> **TASK DETAILS**: Using the data below, return the stretch from the line that contains "Place a point on every instance of the black-framed" through the line that contains "Place a point on every instance of the blue trading", both included, exactly as it stands and nothing beyond it.

> **AVAILABLE DATA**:

---------------

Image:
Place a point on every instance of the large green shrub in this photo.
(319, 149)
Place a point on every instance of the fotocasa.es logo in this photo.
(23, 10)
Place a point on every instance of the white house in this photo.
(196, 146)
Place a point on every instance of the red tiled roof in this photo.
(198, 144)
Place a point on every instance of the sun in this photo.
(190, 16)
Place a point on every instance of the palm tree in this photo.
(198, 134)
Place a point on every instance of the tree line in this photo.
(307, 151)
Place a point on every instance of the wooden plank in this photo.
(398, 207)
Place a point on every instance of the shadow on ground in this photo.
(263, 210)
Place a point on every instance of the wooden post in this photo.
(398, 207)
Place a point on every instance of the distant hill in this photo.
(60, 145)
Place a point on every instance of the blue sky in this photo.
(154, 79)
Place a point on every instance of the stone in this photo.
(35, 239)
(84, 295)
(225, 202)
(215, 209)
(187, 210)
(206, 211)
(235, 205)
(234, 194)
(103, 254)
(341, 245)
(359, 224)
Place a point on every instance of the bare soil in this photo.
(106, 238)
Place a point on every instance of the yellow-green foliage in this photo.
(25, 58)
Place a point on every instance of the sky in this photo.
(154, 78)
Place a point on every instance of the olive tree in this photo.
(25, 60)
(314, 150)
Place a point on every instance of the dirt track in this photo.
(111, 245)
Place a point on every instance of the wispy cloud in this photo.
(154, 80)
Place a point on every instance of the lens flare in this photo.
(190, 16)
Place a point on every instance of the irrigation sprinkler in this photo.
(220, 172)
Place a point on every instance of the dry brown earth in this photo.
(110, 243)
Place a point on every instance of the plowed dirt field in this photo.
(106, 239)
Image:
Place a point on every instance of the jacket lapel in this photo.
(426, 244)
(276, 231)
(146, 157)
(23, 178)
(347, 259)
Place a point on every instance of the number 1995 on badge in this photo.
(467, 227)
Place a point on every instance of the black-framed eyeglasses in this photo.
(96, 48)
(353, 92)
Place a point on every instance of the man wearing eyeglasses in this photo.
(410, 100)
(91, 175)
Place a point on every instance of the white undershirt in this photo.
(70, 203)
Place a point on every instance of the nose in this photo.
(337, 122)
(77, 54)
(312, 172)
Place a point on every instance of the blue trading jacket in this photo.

---------------

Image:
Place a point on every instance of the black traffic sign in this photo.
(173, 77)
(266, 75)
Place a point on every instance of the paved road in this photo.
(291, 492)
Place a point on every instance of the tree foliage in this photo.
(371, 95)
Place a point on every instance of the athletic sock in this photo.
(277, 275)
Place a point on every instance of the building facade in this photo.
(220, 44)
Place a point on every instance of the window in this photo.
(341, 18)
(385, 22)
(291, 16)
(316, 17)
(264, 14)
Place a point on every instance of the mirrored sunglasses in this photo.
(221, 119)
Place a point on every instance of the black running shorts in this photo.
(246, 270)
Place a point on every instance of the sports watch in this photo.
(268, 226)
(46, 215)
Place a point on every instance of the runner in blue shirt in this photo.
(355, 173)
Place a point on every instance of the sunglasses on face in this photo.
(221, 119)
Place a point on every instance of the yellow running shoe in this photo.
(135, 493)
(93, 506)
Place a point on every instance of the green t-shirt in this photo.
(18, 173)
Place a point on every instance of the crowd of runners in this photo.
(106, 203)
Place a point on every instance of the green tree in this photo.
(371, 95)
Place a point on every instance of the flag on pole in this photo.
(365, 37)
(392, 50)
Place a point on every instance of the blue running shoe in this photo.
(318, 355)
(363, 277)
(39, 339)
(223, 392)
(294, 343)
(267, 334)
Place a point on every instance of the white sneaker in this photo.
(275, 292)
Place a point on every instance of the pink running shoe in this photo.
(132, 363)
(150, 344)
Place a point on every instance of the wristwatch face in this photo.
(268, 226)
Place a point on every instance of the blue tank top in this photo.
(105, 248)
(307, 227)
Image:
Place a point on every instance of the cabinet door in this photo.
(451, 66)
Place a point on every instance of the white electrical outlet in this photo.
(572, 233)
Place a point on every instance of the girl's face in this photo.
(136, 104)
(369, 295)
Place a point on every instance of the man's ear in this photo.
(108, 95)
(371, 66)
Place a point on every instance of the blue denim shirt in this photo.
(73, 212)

---------------

> **ANSWER SECTION**:
Place a point on every instance of the black-framed eyeglasses in this photo.
(96, 48)
(353, 92)
Place a point on every instance of the man wearing eyeglasses in this photo.
(410, 100)
(91, 175)
Place a point on every instance of the white undershirt in this photo.
(70, 203)
Place a point on every instance of the nose in this photo.
(337, 122)
(77, 54)
(312, 172)
Place a point on every instance of the blue trading jacket in this photo.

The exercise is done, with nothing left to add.